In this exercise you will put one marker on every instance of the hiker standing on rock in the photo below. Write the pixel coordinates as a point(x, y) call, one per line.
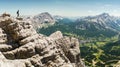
point(18, 13)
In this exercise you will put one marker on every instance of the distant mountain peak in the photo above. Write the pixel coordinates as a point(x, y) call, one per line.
point(104, 14)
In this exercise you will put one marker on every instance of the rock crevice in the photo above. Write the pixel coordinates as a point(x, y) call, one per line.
point(22, 46)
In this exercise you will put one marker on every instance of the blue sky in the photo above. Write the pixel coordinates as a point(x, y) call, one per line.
point(61, 7)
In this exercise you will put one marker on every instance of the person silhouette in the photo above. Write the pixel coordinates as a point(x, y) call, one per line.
point(18, 13)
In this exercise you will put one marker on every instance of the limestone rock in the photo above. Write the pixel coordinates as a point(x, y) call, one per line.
point(22, 46)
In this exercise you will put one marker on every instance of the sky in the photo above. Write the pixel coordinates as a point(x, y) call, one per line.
point(61, 7)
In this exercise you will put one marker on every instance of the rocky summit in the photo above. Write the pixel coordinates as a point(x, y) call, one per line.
point(22, 46)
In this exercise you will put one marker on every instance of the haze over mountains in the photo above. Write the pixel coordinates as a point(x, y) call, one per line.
point(98, 36)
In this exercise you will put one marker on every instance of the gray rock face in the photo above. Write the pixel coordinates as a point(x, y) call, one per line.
point(21, 46)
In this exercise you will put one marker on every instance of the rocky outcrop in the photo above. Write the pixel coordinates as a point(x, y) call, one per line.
point(21, 46)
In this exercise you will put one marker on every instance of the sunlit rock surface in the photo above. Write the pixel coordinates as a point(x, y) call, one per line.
point(21, 46)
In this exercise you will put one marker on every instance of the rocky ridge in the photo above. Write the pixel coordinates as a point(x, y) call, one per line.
point(22, 46)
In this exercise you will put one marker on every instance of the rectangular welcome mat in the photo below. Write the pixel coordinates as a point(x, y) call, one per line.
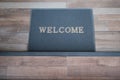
point(62, 30)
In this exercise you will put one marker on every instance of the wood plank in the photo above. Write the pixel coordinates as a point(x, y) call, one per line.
point(32, 0)
point(10, 61)
point(21, 72)
point(100, 61)
point(3, 71)
point(107, 41)
point(13, 47)
point(93, 3)
point(93, 71)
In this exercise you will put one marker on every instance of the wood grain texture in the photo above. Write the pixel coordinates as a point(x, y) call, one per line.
point(94, 3)
point(14, 32)
point(15, 24)
point(32, 0)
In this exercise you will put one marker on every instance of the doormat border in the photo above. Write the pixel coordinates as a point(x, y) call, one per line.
point(60, 54)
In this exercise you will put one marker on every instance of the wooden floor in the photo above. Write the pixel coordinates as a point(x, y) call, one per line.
point(14, 32)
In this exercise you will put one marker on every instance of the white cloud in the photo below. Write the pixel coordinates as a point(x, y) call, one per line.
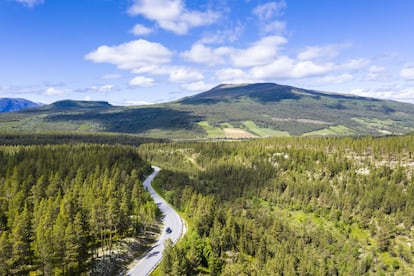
point(142, 81)
point(111, 76)
point(131, 55)
point(275, 27)
point(105, 88)
point(337, 79)
point(172, 15)
point(355, 64)
point(200, 53)
point(53, 91)
point(285, 67)
point(230, 74)
point(322, 52)
point(198, 86)
point(407, 72)
point(269, 10)
point(141, 30)
point(376, 73)
point(261, 52)
point(181, 75)
point(222, 36)
point(30, 3)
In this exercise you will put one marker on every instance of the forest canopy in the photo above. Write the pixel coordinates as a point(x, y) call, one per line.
point(291, 206)
point(62, 207)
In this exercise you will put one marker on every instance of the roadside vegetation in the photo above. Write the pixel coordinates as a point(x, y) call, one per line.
point(290, 206)
point(73, 209)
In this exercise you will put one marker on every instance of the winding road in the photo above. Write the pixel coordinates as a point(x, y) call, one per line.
point(170, 219)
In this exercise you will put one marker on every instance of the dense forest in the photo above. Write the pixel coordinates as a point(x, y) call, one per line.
point(290, 206)
point(63, 208)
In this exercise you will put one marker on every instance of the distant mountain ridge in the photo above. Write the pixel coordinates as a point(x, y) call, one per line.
point(227, 111)
point(15, 104)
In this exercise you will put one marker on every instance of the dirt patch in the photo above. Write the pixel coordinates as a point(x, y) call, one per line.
point(236, 133)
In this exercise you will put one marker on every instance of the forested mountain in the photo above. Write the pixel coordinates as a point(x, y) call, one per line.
point(290, 206)
point(66, 209)
point(226, 111)
point(15, 104)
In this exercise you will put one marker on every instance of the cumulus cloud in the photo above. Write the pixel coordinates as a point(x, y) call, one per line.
point(285, 67)
point(259, 53)
point(198, 86)
point(222, 36)
point(141, 30)
point(322, 52)
point(355, 64)
point(30, 3)
point(407, 72)
point(269, 10)
point(337, 79)
point(142, 81)
point(199, 53)
point(131, 55)
point(180, 75)
point(103, 88)
point(53, 91)
point(376, 73)
point(111, 76)
point(275, 27)
point(172, 15)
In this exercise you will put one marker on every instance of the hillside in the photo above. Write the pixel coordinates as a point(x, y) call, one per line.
point(15, 104)
point(290, 206)
point(227, 111)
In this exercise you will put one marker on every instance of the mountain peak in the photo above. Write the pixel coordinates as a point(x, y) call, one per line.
point(15, 104)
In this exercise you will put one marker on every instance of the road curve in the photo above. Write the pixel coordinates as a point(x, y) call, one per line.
point(170, 219)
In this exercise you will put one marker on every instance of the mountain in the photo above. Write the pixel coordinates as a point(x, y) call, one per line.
point(227, 111)
point(15, 104)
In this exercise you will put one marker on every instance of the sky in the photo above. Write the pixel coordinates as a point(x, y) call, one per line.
point(130, 52)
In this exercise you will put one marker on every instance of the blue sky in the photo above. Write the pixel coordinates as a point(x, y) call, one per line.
point(149, 51)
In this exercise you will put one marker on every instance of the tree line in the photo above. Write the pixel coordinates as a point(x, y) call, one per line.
point(290, 206)
point(64, 207)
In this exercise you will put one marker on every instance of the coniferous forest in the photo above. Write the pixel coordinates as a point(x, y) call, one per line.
point(277, 206)
point(64, 207)
point(291, 206)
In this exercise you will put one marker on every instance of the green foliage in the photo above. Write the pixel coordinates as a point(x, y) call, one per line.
point(265, 109)
point(60, 204)
point(291, 206)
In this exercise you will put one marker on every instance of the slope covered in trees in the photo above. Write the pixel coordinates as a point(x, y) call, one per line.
point(291, 206)
point(62, 207)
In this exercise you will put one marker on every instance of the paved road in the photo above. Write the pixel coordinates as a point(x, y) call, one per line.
point(171, 219)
★ ★ ★ ★ ★
TASK STATEMENT — Set down all the data again exactly as above, pictures excluded.

RESPONSE TO THIS TASK —
In this exercise you will put one marker on every instance of the hiker standing on rock in the photo below. Write the pixel coordinates as a point(x, y) call, one per line.
point(18, 13)
In this exercise you will put one marker on every instance of the distant mountain peak in the photo above. Write the pixel coordinates as a point(x, y) call, one per line.
point(104, 14)
In this exercise you will put one marker on every instance of the rock crevice in the photo above. Write the pixel coordinates as a point(x, y) call, one per line.
point(22, 46)
In this exercise you will put one marker on every instance of the blue sky in the photo above. Write the pixel coordinates as a point(x, y) call, one per line.
point(61, 7)
In this exercise you will put one marker on every instance of the person silhouette in the photo above. Write the pixel coordinates as a point(x, y) call, one per line.
point(18, 13)
In this exercise you will put one marker on every instance of the limestone rock in the photo above. Write the pixel coordinates as a point(x, y) call, one per line.
point(22, 46)
In this exercise you will put one marker on every instance of the sky in the photo above. Write the pixel coordinates as a point(x, y) call, one per line.
point(61, 7)
In this exercise you will put one marker on every instance of the rocky summit in the photo above. Write the pixel coordinates as a point(x, y) call, one per line.
point(22, 46)
In this exercise you will put one marker on every instance of the haze over mountains in the photo above. Write the pixel coordinates as a point(x, y) call, one per line.
point(98, 36)
In this exercise you will put one marker on every instance of the gray rock face in the photo above. Write the pixel coordinates as a point(x, y) call, one per line.
point(21, 46)
In this exercise you will put one marker on every instance of the rocky outcrop in the photo above. Write the pixel coordinates as a point(x, y) call, one per line.
point(21, 46)
In this exercise you will put one marker on every instance of the sunlit rock surface in the photo above. Write the pixel coordinates as a point(x, y) call, one per line.
point(21, 46)
In this exercise you will put one marker on every instance of the rocky ridge in the photo above. Write the pixel coordinates as a point(x, y) call, one per line.
point(22, 46)
In this exercise you will put one marker on every instance of the rectangular welcome mat in the photo below. Write the pixel coordinates as a point(x, y) call, one per line.
point(62, 30)
In this exercise you will put one marker on every instance of the wood plank in the photo above. Write the pixel coordinates as a point(x, y) call, one per line.
point(32, 0)
point(10, 61)
point(21, 72)
point(100, 61)
point(3, 71)
point(107, 41)
point(13, 47)
point(93, 3)
point(93, 71)
In this exercise you will put one marker on every instance of the wood grain texture in the photo above. Write the pixel coordinates as a point(x, y) call, one per line.
point(94, 3)
point(14, 32)
point(15, 24)
point(32, 0)
In this exercise you will put one marker on every instance of the doormat border in the photo above. Write the pixel coordinates as a point(x, y) call, one per line.
point(60, 54)
In this exercise you will put one marker on every instance of the wooden floor in the photo above. Write the pixel coordinates as a point(x, y) call, one per line.
point(14, 32)
In this exercise you will put one marker on every instance of the white cloud in the photo below. Write the pixel coordinates as a point(x, y) call, one per line.
point(142, 81)
point(111, 76)
point(131, 55)
point(275, 27)
point(105, 88)
point(337, 79)
point(172, 15)
point(355, 64)
point(200, 53)
point(53, 91)
point(285, 67)
point(230, 74)
point(322, 52)
point(198, 86)
point(407, 72)
point(269, 10)
point(141, 30)
point(376, 73)
point(261, 52)
point(181, 75)
point(222, 36)
point(30, 3)
In this exercise you will put one marker on every instance of the forest canopy in the photo above. Write the pixel coordinates as a point(x, y) call, one per line.
point(291, 206)
point(62, 207)
In this exercise you will put one marker on every instance of the roadside vegetation in the photo above. Write the pixel coordinates as a point(x, y) call, one per line.
point(290, 206)
point(73, 209)
In this exercise you will put one marker on every instance of the winding road in the photo above. Write the pixel coordinates as a point(x, y) call, one per line.
point(170, 219)
In this exercise you will put one marker on every instance of the dense forest in the photo above. Write the pixel coordinates as a point(x, y) call, one per line.
point(290, 206)
point(63, 208)
In this exercise you will put one marker on every instance of the distant mountain ridge in the photo above. Write the pixel coordinates as a point(x, y) call, one per line.
point(227, 111)
point(15, 104)
In this exercise you will put one marker on every instance of the dirt patch in the photo above. Write the pixel coordinates as a point(x, y) call, one per line.
point(236, 133)
In this exercise you will put one marker on every instance of the forested mountain in the photo above. Write the pixel coordinates as a point(x, y) call, one per line.
point(290, 206)
point(66, 209)
point(226, 111)
point(15, 104)
In this exercise you will put one marker on every instance of the cumulus cloud in the photo above. Write the pixel coordinates as a point(x, y) call, one per line.
point(285, 67)
point(259, 53)
point(198, 86)
point(222, 36)
point(141, 30)
point(322, 52)
point(355, 64)
point(30, 3)
point(407, 72)
point(269, 10)
point(337, 79)
point(142, 81)
point(199, 53)
point(131, 55)
point(180, 75)
point(103, 88)
point(53, 91)
point(376, 73)
point(111, 76)
point(275, 27)
point(172, 15)
In this exercise you will put one marker on every instance of the hillside in the photo above. Write the pixel coordinates as a point(x, y) call, one per line.
point(15, 104)
point(290, 206)
point(227, 111)
In this exercise you will put one marker on every instance of the mountain peak in the photo above. Write the pixel coordinates as a point(x, y) call, one per line.
point(15, 104)
In this exercise you will put one marker on every instance of the road curve in the photo above. Write the pixel coordinates as a point(x, y) call, one per line.
point(170, 219)
In this exercise you will put one marker on every instance of the mountain in the photo above. Write the pixel coordinates as a point(x, y) call, one per line.
point(227, 111)
point(15, 104)
In this exercise you will put one marker on every instance of the sky in the photo above. Write the pixel coordinates as a point(x, y) call, one per line.
point(130, 52)
In this exercise you will put one marker on every instance of the blue sky in the photo above. Write the pixel coordinates as a point(x, y) call, one per line.
point(149, 51)
In this exercise you will put one marker on every instance of the tree line in the photo above. Write the pixel coordinates as a point(x, y) call, one per line.
point(290, 206)
point(64, 207)
In this exercise you will put one marker on every instance of the coniferous forest in the photo above. Write the pixel coordinates as a point(x, y) call, one per line.
point(277, 206)
point(64, 207)
point(291, 206)
In this exercise you will put one marker on every instance of the green foliage in the photo above. Write the pixel coordinates as a point(x, y) call, one per line.
point(265, 109)
point(60, 204)
point(291, 206)
In this exercise you will put one marker on every instance of the slope covered in trees in the photo above. Write the pixel coordinates as a point(x, y) call, one per line.
point(291, 206)
point(62, 207)
In this exercise you will put one marker on every instance of the paved road in the photo above. Write the pixel coordinates as a point(x, y) call, one per line.
point(171, 219)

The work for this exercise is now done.